### Texto
Pedofilia: fator histórico



Buscando o conhecimento acerca do assunto pedofilia no que tange sua evolução, sua introdução no mundo virtual, o desenvolvimento da sociedade e do direito, necessário se fez estudar sua origem histórica, onde se constatou nos relatos históricos que em diversas culturas os atos pederastas eram aceitos e até cultuados, sendo uma honra para um jovem ser iniciado sexualmente por um homem mais velho, geralmente seu pai ou mestre.

O assunto voltou à tona no final do século XX, quando o cantor norte americano Michael Jackson, disse "gostar muito de crianças, e até dormir com elas" deduziram os jornalistas, pela fama do astro do rock e sensacionalismo em potencial, que tal envolvimento era pouco ético, trazendo à tona tudo o que a sociedade por anos tentava esconder e manter oculto à grande parte da população.

Com o desenvolvimento da tecnologia, com os avanços da sociedade surgiu a Internet, que se tornou o principal meio de aliciamento, divulgação e propagação dos atos de pedofilia, não havendo ainda leis para combatê-la no mundo virtual com a mesma velocidade em que se propagam os atos pedófilos na grande rede.

Para melhor entender esta evolução, basta notar que, os crimes virtuais de pedofilia já estão na sua terceira geração, e a legislação brasileira atual só consegue punir dos crimes tidos como de primeira geração, cabendo ainda aos legisladores suprir esta lacuna da lei.

Encontrou-se em diversos relatos históricos de diversas culturas antigas as quais apresentam como normal o relacionamento sexual com infantes, e entre pessoas do mesmo sexo, inclusive com tolerância a esta prática.

Na Grécia Antiga, estas relações eram interligadas a cerimônias de iniciação sexual, magia, crença e medicina, onde a prática sexual entre uma pessoa mais velha e um jovem, era encarada de forma natural pela sociedade, sendo que a maioria dos casos ocorria entre pessoas do mesmo sexo, cuja incidência predominava entre os homens.

Funcionava como uma troca de favores pessoais, uma iniciação do jovem à fase adulta. Também foi entre os gregos que o vocabulário EFEBO teve origem, servindo para designar o jovem de sexo masculino que era iniciado sexualmente por um homem mais velho.

Na Idade Média iniciou-se, um intenso combate à sodomia1 que, entre suas variações, incluía a prática sexual com crianças e foi veementemente reprimida em toda Europa, as práticas não eram novas, porém a visão que a sociedade tinha delas havia mudado.

Desde então, esta prática silenciou-se ao mundo, fazendo que o assunto ficasse às escuras até o inicio do século XX.

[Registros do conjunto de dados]
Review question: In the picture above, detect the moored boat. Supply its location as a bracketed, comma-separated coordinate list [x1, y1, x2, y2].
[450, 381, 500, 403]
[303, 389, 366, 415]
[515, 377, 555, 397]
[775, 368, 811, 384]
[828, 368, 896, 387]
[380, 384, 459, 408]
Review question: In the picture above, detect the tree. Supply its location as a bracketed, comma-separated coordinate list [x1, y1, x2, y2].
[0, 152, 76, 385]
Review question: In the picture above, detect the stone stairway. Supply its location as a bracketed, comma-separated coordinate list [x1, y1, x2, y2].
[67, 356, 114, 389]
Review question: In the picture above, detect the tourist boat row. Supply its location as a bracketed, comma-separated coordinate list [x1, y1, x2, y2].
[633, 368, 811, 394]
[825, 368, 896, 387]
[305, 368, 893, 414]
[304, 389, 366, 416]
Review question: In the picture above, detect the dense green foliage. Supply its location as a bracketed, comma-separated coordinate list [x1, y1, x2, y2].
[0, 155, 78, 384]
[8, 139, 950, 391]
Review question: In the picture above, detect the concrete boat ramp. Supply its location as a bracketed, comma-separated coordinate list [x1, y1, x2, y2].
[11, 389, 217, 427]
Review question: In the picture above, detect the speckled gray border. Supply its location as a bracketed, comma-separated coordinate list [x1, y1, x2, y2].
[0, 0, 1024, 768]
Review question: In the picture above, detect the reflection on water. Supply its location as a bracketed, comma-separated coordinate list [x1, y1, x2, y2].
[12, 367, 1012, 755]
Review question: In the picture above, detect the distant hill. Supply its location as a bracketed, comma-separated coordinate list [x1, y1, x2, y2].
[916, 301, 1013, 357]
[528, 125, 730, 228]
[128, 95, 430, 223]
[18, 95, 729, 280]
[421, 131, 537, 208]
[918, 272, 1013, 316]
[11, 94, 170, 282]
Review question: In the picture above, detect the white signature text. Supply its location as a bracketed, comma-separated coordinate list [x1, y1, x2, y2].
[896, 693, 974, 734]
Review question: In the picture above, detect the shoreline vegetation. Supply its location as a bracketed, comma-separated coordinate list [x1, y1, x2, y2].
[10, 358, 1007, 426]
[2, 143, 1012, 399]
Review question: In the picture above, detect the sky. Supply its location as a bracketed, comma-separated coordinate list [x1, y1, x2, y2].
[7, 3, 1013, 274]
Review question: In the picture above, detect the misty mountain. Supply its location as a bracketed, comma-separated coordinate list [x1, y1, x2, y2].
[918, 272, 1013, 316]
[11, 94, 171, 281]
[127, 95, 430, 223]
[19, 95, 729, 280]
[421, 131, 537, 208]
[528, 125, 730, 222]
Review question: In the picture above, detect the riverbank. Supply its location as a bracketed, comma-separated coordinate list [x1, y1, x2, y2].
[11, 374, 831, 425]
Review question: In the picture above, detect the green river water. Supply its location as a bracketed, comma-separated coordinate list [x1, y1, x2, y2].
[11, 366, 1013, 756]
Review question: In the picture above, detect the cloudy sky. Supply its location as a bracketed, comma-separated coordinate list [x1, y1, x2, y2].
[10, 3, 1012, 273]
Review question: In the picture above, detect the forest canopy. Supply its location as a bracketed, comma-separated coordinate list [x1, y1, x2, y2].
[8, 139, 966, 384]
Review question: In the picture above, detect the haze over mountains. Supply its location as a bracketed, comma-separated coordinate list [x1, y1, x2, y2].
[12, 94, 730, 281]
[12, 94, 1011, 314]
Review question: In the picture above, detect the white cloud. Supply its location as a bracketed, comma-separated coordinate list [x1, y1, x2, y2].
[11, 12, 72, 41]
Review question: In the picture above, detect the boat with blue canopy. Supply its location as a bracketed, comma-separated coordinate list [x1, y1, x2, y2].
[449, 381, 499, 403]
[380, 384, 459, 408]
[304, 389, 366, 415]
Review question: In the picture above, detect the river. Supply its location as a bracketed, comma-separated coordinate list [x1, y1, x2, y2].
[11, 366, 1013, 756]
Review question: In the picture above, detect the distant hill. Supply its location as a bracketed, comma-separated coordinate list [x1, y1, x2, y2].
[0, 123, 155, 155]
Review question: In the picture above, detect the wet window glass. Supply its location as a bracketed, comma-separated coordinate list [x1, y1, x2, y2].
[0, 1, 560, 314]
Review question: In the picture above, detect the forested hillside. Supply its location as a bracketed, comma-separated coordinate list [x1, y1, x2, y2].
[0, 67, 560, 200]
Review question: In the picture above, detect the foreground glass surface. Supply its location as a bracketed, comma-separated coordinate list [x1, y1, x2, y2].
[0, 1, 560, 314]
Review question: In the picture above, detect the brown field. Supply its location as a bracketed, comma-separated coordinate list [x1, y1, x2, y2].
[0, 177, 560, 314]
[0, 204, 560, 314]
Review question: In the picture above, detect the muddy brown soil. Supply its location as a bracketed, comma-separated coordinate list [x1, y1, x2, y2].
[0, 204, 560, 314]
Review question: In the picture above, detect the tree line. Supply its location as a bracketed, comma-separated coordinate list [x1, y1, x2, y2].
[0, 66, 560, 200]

### Descrição da tarefa
Transcreva palavra por palavra a passagem do texto sobre pedofilia, começando no trecho que contém "Na Idade Média" e parando depois de "do século XX.". Não é preciso consultar o material.

### Resultado do exercício
Na Idade Média iniciou-se, um intenso combate à sodomia1 que, entre suas variações, incluía a prática sexual com crianças e foi veementemente reprimida em toda Europa, as práticas não eram novas, porém a visão que a sociedade tinha delas havia mudado.

Desde então, esta prática silenciou-se ao mundo, fazendo que o assunto ficasse às escuras até o inicio do século XX.